◆ **SELECTED PASSAGE**:
A clear list of locksmith priorities for new homeowners and renters, focused on quickly establishing control over who can access the property.

The day you get the keys to a new home is exciting and chaotic, and security usually slips below the priority list of unpacking and arranging utilities. But there is one short window — typically the first week — where some basic locksmith work is worth doing before life in the new home settles into routine. This article covers what to do, in what order, and why.

Why the previous keys are a problem

Every previously owned home has an unknown number of keys in circulation. The previous owners had keys, of course, but they likely also gave keys to relatives, neighbors, contractors, cleaners, dog walkers, real estate agents, and anyone else who needed access during the time they owned the home. Some of those keys came back; many didn't.

This is not a theoretical concern. Most insurance companies recommend rekeying within the first month of taking possession, and many home security professionals recommend it on day one. The risk is small but real, and the cost of addressing it is modest.

(Data taken from a collection)

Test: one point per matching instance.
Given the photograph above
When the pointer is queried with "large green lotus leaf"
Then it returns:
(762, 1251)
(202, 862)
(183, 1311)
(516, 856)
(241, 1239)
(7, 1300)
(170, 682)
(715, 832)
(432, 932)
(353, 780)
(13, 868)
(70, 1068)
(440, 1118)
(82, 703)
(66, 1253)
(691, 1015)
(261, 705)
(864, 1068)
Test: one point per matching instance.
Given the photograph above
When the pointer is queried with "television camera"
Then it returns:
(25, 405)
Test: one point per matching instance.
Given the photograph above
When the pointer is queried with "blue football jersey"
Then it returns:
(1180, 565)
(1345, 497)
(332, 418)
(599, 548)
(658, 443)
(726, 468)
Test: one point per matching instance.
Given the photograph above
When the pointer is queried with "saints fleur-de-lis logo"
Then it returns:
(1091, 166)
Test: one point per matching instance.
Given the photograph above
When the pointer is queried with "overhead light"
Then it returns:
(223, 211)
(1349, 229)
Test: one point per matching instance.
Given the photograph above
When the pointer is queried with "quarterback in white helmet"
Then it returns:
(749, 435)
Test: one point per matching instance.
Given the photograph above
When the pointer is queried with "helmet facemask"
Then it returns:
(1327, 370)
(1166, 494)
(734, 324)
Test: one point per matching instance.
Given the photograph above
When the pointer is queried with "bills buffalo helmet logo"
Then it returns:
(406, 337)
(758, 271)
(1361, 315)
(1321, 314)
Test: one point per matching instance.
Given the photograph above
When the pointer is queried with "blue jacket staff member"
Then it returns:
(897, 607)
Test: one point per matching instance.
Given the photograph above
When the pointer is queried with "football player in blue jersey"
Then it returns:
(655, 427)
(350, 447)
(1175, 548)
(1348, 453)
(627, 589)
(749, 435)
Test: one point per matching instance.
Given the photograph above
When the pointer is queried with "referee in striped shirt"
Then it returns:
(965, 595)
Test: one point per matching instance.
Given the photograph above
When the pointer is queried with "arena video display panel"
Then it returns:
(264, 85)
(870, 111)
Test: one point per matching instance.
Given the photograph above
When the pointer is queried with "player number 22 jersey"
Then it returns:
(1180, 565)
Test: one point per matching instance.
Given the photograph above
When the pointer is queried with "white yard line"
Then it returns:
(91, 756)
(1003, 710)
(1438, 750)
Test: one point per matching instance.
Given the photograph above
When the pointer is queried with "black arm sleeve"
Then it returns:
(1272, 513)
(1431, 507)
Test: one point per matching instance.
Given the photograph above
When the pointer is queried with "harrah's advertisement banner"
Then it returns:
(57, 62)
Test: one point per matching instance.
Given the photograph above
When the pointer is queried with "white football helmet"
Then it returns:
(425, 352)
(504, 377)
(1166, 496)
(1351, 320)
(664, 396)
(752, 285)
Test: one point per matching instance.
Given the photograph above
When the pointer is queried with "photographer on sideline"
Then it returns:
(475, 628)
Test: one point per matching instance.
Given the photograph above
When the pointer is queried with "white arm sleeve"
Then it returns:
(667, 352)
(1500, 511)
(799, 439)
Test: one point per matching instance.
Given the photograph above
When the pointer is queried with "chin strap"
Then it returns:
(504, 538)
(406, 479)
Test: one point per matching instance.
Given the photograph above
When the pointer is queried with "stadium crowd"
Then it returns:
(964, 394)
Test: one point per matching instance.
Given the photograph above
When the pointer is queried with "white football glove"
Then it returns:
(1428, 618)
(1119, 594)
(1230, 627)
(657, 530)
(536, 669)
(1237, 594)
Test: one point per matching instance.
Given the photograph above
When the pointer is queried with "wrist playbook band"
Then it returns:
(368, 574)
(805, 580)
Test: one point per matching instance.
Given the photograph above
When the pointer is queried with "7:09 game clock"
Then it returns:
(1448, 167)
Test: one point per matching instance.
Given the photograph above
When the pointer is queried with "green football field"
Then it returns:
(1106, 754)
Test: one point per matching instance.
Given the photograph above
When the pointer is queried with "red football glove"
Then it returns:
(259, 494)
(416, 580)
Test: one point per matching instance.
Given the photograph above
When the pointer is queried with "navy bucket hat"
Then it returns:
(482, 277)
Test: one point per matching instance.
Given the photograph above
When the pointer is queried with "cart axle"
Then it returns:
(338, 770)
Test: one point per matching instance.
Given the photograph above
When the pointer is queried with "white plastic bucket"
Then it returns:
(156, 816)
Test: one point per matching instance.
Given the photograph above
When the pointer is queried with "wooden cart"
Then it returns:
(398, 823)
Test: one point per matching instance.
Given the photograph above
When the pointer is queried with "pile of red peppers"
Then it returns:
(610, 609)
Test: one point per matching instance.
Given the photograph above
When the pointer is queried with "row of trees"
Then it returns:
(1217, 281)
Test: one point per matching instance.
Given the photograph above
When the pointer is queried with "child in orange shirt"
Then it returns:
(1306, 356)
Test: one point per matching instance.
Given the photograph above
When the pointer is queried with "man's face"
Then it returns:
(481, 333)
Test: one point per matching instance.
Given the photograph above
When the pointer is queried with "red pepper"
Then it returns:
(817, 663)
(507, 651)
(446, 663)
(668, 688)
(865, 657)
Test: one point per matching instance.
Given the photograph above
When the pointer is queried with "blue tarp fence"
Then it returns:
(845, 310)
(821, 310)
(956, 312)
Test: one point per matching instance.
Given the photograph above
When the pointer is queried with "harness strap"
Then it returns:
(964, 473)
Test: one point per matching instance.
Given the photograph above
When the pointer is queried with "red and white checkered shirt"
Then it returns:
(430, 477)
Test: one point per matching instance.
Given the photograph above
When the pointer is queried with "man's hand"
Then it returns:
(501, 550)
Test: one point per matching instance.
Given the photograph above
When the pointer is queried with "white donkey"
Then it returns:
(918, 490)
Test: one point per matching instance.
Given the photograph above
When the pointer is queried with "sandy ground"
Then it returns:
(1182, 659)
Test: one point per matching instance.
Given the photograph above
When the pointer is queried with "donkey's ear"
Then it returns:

◆ **PARTS OF THE EXERCISE**:
**A)** In the new-home security article, switch "contractors" to "plumbers" and write that part out again, beginning at the words "A clear list" and stopping after "back; many didn't.".
**B)** Quote the rows word for word, beginning at the first line of the rows and stopping after the line that contains "(1321, 314)".

◆ **RESULTS FOR THE EXERCISE**:
**A)**
A clear list of locksmith priorities for new homeowners and renters, focused on quickly establishing control over who can access the property.

The day you get the keys to a new home is exciting and chaotic, and security usually slips below the priority list of unpacking and arranging utilities. But there is one short window — typically the first week — where some basic locksmith work is worth doing before life in the new home settles into routine. This article covers what to do, in what order, and why.

Why the previous keys are a problem

Every previously owned home has an unknown number of keys in circulation. The previous owners had keys, of course, but they likely also gave keys to relatives, neighbors, plumbers, cleaners, dog walkers, real estate agents, and anyone else who needed access during the time they owned the home. Some of those keys came back; many didn't.

**B)**
Test: one point per matching instance.
Given the photograph above
When the pointer is queried with "large green lotus leaf"
Then it returns:
(762, 1251)
(202, 862)
(183, 1311)
(516, 856)
(241, 1239)
(7, 1300)
(170, 682)
(715, 832)
(432, 932)
(353, 780)
(13, 868)
(70, 1068)
(440, 1118)
(82, 703)
(66, 1253)
(691, 1015)
(261, 705)
(864, 1068)
Test: one point per matching instance.
Given the photograph above
When the pointer is queried with "television camera"
Then it returns:
(25, 405)
Test: one point per matching instance.
Given the photograph above
When the pointer is queried with "blue football jersey"
Then it returns:
(1180, 565)
(1345, 497)
(332, 418)
(599, 548)
(658, 443)
(726, 468)
Test: one point per matching instance.
Given the photograph above
When the pointer is queried with "saints fleur-de-lis logo"
Then it returns:
(1091, 166)
Test: one point per matching instance.
Given the photograph above
When the pointer is queried with "overhead light"
Then it returns:
(223, 211)
(1349, 229)
Test: one point per matching instance.
Given the photograph above
When the pointer is queried with "quarterback in white helmet"
Then it returns:
(749, 435)
Test: one point per matching instance.
Given the photograph above
When the pointer is queried with "helmet facemask"
Then it returns:
(1327, 370)
(1166, 494)
(734, 324)
Test: one point per matching instance.
Given the photograph above
When the pointer is queried with "bills buffalo helmet logo"
Then it returns:
(406, 337)
(758, 271)
(1361, 315)
(1321, 314)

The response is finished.